WORK INSTRUCTIONS
Pull out the data from its first line through the line containing "[(571, 522), (1021, 520), (546, 405), (1070, 548), (790, 519)]", both ends included, and reproduce those lines without any change.

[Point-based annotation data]
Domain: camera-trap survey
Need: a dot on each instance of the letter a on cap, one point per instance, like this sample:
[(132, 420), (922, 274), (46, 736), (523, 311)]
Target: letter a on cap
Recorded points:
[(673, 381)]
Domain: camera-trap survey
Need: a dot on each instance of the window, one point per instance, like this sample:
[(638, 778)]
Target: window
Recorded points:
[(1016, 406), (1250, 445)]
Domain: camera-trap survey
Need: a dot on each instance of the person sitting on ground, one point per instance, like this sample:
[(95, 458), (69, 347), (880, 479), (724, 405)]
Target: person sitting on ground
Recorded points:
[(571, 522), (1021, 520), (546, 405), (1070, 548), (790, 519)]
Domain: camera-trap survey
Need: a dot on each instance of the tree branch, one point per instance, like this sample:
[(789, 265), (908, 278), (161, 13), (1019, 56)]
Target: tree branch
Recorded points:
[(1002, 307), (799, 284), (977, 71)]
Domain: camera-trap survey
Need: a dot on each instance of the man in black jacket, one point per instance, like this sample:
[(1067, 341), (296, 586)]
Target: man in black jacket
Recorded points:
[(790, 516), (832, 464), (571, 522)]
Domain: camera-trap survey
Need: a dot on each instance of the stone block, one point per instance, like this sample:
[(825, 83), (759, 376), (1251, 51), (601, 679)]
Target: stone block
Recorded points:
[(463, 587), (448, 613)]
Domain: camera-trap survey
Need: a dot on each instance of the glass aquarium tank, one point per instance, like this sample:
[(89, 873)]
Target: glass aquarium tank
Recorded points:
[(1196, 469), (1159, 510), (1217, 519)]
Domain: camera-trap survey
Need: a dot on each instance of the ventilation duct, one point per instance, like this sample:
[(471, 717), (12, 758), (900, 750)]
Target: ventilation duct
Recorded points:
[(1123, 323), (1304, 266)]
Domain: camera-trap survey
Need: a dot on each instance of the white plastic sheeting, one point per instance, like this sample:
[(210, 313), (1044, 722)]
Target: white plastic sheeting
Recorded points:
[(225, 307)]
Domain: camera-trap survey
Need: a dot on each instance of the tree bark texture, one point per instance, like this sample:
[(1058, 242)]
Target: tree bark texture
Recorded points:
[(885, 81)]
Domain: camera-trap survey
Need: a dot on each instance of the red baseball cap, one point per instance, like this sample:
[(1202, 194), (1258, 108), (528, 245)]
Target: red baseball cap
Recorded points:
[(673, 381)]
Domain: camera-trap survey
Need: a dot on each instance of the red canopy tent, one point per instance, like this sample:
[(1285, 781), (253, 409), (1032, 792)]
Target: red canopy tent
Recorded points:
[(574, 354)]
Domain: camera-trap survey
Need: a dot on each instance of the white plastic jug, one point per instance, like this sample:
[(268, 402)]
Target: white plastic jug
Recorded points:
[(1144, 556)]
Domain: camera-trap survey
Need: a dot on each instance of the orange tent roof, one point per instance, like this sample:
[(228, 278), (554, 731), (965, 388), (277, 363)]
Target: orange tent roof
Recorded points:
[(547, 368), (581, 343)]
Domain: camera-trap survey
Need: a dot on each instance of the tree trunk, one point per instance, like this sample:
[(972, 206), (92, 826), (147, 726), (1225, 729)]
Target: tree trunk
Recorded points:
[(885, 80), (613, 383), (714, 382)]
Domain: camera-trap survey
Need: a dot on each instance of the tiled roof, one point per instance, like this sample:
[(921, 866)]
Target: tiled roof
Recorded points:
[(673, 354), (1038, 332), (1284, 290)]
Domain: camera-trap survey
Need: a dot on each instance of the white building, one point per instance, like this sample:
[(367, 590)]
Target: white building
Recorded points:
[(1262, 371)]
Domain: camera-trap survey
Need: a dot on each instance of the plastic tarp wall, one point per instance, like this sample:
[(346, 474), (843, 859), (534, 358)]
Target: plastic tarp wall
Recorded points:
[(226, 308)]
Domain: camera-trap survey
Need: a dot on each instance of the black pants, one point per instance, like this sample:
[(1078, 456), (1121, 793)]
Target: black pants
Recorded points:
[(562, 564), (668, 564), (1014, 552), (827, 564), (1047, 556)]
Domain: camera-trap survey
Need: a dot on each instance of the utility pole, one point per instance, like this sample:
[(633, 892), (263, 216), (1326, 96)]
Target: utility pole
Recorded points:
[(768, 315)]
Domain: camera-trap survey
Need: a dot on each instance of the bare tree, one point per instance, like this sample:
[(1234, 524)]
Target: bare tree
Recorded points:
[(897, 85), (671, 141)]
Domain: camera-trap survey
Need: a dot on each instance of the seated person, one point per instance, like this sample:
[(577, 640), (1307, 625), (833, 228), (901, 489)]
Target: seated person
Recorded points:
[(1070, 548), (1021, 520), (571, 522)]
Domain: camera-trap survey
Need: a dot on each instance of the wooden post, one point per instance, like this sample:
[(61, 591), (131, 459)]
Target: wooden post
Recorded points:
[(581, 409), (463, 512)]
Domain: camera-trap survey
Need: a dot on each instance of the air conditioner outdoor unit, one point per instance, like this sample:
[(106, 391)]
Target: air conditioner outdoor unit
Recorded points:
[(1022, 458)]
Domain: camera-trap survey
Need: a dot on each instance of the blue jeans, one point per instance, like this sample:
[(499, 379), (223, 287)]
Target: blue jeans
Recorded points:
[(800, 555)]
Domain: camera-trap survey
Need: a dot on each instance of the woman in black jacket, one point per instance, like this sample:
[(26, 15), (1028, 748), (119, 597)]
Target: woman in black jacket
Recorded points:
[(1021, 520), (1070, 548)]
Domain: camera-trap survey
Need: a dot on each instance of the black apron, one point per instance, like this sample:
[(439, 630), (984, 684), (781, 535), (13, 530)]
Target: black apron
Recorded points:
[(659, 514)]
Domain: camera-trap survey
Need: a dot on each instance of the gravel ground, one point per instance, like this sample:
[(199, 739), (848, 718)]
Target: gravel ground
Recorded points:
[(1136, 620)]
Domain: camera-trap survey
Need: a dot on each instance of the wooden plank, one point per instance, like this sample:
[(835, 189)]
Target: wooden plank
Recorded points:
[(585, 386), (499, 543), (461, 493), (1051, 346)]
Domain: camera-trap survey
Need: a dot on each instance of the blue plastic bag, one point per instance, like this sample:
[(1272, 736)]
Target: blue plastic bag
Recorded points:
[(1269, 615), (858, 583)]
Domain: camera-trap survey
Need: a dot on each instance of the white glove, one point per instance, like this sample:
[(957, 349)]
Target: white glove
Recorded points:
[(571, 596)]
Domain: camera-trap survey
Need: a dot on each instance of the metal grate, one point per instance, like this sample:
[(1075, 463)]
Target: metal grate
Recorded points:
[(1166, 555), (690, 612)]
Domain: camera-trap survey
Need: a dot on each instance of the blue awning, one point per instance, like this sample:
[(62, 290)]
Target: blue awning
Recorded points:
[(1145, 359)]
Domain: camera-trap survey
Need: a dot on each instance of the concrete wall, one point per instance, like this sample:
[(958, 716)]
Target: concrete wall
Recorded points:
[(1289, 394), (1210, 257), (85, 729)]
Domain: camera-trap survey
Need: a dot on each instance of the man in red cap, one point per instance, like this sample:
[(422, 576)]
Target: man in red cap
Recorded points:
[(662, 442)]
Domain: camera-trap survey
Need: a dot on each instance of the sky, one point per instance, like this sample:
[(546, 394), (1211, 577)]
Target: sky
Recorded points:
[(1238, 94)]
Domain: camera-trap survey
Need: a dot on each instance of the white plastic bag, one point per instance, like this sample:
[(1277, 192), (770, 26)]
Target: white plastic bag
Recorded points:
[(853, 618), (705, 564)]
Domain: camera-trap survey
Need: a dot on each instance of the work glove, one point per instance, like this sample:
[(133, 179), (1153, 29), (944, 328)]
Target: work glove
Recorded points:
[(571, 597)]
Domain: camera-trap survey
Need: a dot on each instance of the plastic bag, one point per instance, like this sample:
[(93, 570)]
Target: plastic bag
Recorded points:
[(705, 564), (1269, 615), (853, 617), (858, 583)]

RESULT
Domain: camera-trap survey
Need: a dot on each instance of the letter a on cap, one point per instance, like this sample:
[(132, 420), (922, 274), (46, 736), (523, 311)]
Target: letter a on cap
Recorded points:
[(673, 381)]
Domain: camera-trap survey
Need: a dot on each instance of the window, one point per instance, like this sample:
[(638, 778)]
Target: window
Recorded points:
[(1016, 406), (1250, 445)]
Domain: camera-trap survey
Need: a dot on each instance of the person sitting on ground, one point per instance, like this sample:
[(95, 458), (69, 347), (880, 479), (724, 405)]
Target: person sitting on ground
Recorded points:
[(571, 522), (1021, 520), (546, 405), (1070, 548), (790, 519)]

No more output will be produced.